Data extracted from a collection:
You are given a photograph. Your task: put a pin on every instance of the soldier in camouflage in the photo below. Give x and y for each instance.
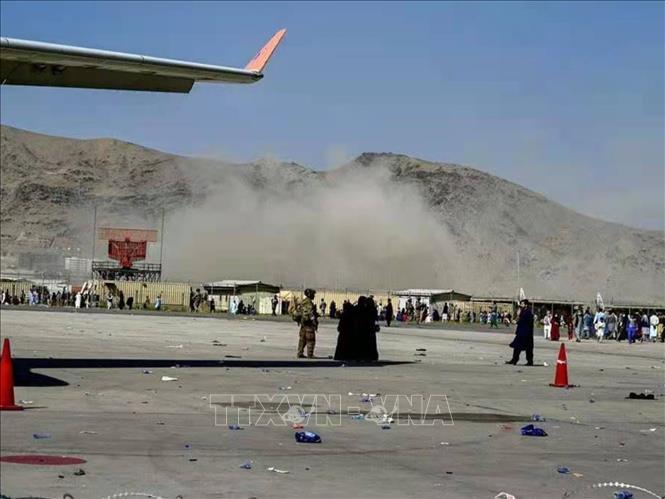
(309, 323)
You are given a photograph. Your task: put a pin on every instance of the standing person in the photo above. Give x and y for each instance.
(644, 324)
(554, 333)
(494, 318)
(653, 324)
(599, 324)
(632, 327)
(389, 312)
(612, 323)
(523, 340)
(547, 325)
(571, 328)
(587, 324)
(309, 322)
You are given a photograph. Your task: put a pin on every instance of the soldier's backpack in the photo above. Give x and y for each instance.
(295, 309)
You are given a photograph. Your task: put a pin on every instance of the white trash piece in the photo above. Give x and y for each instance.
(275, 470)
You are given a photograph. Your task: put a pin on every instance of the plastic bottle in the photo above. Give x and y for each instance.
(307, 437)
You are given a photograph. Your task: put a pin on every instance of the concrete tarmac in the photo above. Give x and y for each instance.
(96, 389)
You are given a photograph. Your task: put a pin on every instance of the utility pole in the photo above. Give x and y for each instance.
(161, 248)
(94, 240)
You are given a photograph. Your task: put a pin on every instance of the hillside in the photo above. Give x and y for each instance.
(384, 220)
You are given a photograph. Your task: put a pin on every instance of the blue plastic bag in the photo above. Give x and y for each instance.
(308, 437)
(532, 431)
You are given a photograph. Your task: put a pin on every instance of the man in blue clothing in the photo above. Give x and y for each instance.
(523, 335)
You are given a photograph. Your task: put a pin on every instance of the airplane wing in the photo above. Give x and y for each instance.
(26, 62)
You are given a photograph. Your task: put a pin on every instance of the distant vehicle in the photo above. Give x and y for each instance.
(27, 62)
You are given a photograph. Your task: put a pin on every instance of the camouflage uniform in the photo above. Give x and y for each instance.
(308, 326)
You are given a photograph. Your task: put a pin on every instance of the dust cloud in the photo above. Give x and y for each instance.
(351, 229)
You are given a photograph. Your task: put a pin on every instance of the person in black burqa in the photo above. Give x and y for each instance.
(523, 335)
(389, 313)
(357, 331)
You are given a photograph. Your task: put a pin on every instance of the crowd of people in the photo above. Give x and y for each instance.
(604, 324)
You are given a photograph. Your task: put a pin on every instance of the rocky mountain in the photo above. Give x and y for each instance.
(381, 221)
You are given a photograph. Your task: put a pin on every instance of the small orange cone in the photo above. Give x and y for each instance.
(7, 402)
(561, 372)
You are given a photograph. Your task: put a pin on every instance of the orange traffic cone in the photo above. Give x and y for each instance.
(561, 373)
(7, 402)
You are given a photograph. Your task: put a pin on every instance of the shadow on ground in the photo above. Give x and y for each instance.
(23, 375)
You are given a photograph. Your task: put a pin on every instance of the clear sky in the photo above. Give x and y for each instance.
(564, 98)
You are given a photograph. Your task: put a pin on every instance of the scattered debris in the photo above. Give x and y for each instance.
(275, 470)
(641, 396)
(308, 437)
(532, 431)
(504, 495)
(386, 419)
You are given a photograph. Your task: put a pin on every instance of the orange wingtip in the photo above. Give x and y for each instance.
(258, 63)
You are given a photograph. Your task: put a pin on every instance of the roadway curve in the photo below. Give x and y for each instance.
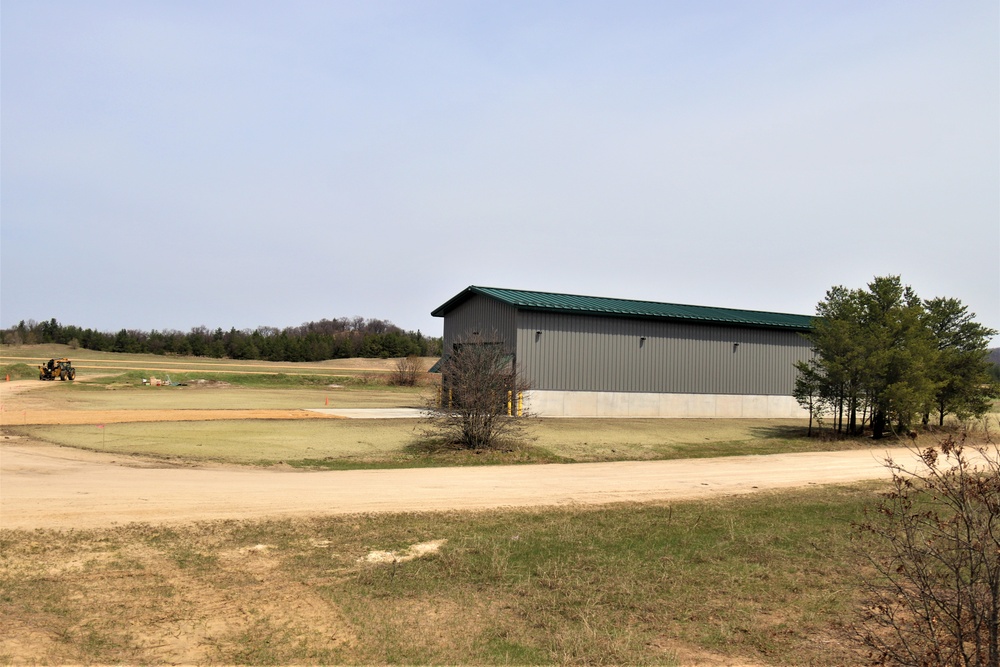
(47, 486)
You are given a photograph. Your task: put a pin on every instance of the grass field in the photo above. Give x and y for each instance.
(762, 579)
(338, 444)
(767, 579)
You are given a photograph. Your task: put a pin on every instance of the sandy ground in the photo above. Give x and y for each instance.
(47, 486)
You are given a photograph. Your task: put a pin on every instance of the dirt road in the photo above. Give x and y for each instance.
(46, 486)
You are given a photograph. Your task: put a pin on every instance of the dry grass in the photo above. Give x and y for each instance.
(90, 362)
(766, 579)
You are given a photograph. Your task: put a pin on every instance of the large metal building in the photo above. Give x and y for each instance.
(598, 357)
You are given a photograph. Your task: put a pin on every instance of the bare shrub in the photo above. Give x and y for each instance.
(933, 546)
(406, 372)
(479, 406)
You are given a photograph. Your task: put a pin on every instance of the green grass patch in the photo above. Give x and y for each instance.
(347, 444)
(18, 371)
(765, 579)
(135, 378)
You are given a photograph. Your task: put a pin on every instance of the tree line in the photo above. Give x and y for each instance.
(313, 341)
(884, 358)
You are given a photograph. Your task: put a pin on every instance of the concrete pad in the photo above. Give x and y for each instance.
(644, 405)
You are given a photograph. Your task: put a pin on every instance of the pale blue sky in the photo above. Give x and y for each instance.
(176, 164)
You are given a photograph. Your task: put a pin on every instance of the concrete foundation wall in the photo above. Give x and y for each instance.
(545, 403)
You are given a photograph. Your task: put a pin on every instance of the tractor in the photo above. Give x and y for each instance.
(57, 368)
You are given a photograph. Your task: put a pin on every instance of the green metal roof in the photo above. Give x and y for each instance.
(597, 305)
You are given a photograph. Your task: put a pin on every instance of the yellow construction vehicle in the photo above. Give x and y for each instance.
(57, 368)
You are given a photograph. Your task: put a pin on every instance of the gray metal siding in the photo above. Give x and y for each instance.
(592, 353)
(489, 317)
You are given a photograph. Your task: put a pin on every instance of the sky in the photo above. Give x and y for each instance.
(167, 165)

WHAT IS EXPECTED -
Output each of the lines above exactly, apart from the images.

SOLUTION -
You are given a photograph. Your task: put a pin on every instance of the soldier in camouflage in the photo below. Give x and y for each instance.
(309, 323)
You are given a photograph. Your task: put a pin on every instance of the standing person in the photo above. Give x and y for each instance.
(644, 324)
(554, 333)
(494, 318)
(653, 324)
(599, 324)
(632, 327)
(389, 312)
(612, 323)
(523, 340)
(547, 325)
(571, 328)
(587, 324)
(309, 322)
You are given a photograph. Your task: put a pin on every instance of the soldier's backpack in the photo above. Give x and y for each instance.
(295, 309)
You are given a photograph. Your task: put a pin on every instance of the white trash piece in the photo above. Give x and y for each instance.
(275, 470)
You are given a photograph. Your task: put a pin on every instance of the plastic bottle in the photo above. Give x and y for each instance.
(307, 437)
You are given a photograph. Your task: put a pin on every instance of the concrete tarmac in the photo above. Give x and y for each instance.
(96, 389)
You are given a photograph. Your task: put a pin on every instance of the utility pole in the photo above. Give x and y for each instance.
(161, 248)
(94, 240)
You are given a photograph. Your task: put a pin on every instance of the hillside in the photo above. Give x and y for each instance.
(384, 220)
You are given a photograph. Your task: put a pin on every instance of the blue plastic bag in the photo above. Give x and y for each instance.
(308, 437)
(532, 431)
You are given a photograph. Your task: put a pin on every instance of the man in blue clothing in the photo above. Give x and y for each instance.
(523, 335)
You are given a photograph. Your task: put a pin on every instance of the airplane wing in the photo above. Give x and y for each instance.
(26, 62)
You are given a photograph. Your task: put a pin on every instance of the distant vehicle in the photo above. Give x and y for each instance.
(27, 62)
You are given a photograph. Your task: put a pin on every instance of the camouflage uniform in the photo above. Give x and y for each instance.
(308, 326)
You are given a photograph. Your task: put a pin on every instance of the dust cloud in the photo above. Give x and y for each instance.
(351, 229)
You are given a photograph. Your task: put a pin on every instance of the person in black burqa in the photo above. Give x and y for each instance.
(523, 335)
(389, 313)
(357, 331)
You are given a photograph. Your task: put a pin on every instance of the crowd of people in the photo above. Give x and y for each instance.
(604, 324)
You are given a photograph. Your task: put a pin on every instance of the rocky mountain in the photo above. Give x and y for each instance.
(381, 221)
You are given a photograph. Your task: put a pin on every instance of the small orange cone in the photo above. Give x and y for each instance.
(7, 402)
(561, 372)
You are given a photograph. Your task: put a pin on every instance of the orange traffic cone in the photo above. Give x and y for each instance.
(561, 373)
(7, 402)
You are given a photograph. Your task: put a pin on every instance of the shadow on ground in the photo above. Give x and y for each instance.
(23, 375)
You are given a photograph. Your task: put a pin on every instance of the clear sky in the photo above. Give x and y for each instance.
(564, 98)
You are given a photograph. Your task: put a pin on every instance of the scattered debris in the photo above. Give x and y for each instance.
(275, 470)
(641, 396)
(308, 437)
(532, 431)
(504, 495)
(386, 419)
You are given a photograph. Your task: put a pin on every instance of the orange wingtip in the photo above. Give x and y for each instance.
(258, 63)
You are given a photograph. Your task: put a pin on every instance of the roadway curve in the photo below. Give x and y for each instance.
(47, 486)
You are given a photograph. Your task: put a pin on every instance of the grass field in the photo above. Give x and y for each instance.
(762, 579)
(338, 444)
(767, 579)
You are given a photograph. Your task: put a pin on every instance of the sandy ground in the photo above. Give x and y for each instance.
(47, 486)
You are given a photograph. Your task: put a pin on every instance of the dirt road in the photo above. Give x and y for each instance.
(46, 486)
You are given a photograph. Your task: put a pin on every instance of the dry grass in the photo above. Give x and y for each instance.
(90, 362)
(766, 579)
You are given a photograph. Your task: put a pin on every instance of the large metal building in the photo above. Give x and y for each instance.
(598, 357)
You are given a photograph. Your task: put a pin on every instance of the bare shrub in the photo above. Give x and y for each instance.
(933, 546)
(406, 372)
(479, 406)
You are given a photograph. Your task: put a pin on every instance of the green grass patch in the photo above. Give x and y for each instance.
(347, 444)
(18, 371)
(765, 579)
(135, 378)
You are given a photograph. Your task: put a pin on every instance of the tree line in the photo above. Give x and y for each instance.
(313, 341)
(884, 358)
You are given a photograph. Your task: put a pin on every instance of the concrete pad in the photo above. Give x and y for each instance.
(644, 405)
You are given a photograph. Your task: put a pin on every instance of the pale blue sky in the photo above. Give x and y for each instance.
(176, 164)
You are given a photograph. Your task: put a pin on every instance of the concrete foundation wall in the photo above. Give x and y for each instance.
(545, 403)
You are given a photograph. Your task: put a pin on every instance of the tractor in the photo above. Give x and y for each instance.
(57, 368)
You are given a photograph. Your task: put a pin on every instance of the green metal roof in the photo above. Give x and y for each instance.
(597, 305)
You are given a photograph. Your task: put a pin on every instance of the yellow construction vehicle in the photo above. Give x and y for each instance.
(57, 368)
You are given a photograph. Your task: put a pin on every instance of the gray metal siding in the photo above. Give x and y for each instance.
(592, 353)
(489, 317)
You are given a photograph. Your task: put a pin on every instance of the sky in the photo above. Give x and y for each instance.
(167, 165)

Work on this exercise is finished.